REQUIREMENT A: The excerpt on PVM basics names several syntactical constructions that PVM contains. List each construction it names.

SOURCE EXCERPT:

************

PVM basics

The concepts and syntax of the flespi protocol parsing engine.

What is PVM?

PVM stands for Parsing Virtual Machine - special is a programming language to deal efficiently with protocols. Like any programming language, PVM contains syntactical constructions for variables, operators, numbers, string literals, functions, and other abstractions which you may use to define the data transformation algorithm.

PVM was designed to write declarative code. It means that PVM code says not “do this, then that”, but declares “what data we have” and “how it should look at the output”. Data conversion and transformation is a very practical task and the primary reason for PVM existence. Some cases cannot be described effectively with declarative code, that’s why even though PVM code looks declarative, it's still an imperative code. As a result, PVM has a very expressive syntax to declare data format and at the same time, it has variables, loops, conditions, etc. to be able to handle all possible data transformation cases with imperative code.

AI assistance with PVM

We are providing two AI tools to simplify your coding experience with PVM.

The simplest way to explore PVM capabilities is with the help of our AI Assistant (codi). Just open HelpBox by clicking on the CHAT button in top-right corner of your flespi.io account, enable AI Assistant and give it a task to generate some PVM code for you.

************

DATA FOR THIS EXERCISE:
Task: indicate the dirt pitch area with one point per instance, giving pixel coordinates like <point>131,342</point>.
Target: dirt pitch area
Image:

************

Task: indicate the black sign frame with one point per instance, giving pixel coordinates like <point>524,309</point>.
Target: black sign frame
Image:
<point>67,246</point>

************

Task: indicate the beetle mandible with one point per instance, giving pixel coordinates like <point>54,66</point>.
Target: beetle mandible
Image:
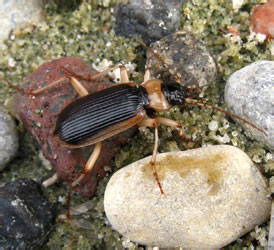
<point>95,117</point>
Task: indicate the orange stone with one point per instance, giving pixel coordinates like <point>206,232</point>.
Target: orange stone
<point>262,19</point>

************

REQUIREMENT B: Reproduce the lines of the records starting at the line that contains "Task: indicate the orange" and ending at the line that contains "<point>262,19</point>".

WORKED ANSWER A: variables, operators, numbers, string literals, functions

WORKED ANSWER B:
Task: indicate the orange stone with one point per instance, giving pixel coordinates like <point>206,232</point>.
Target: orange stone
<point>262,19</point>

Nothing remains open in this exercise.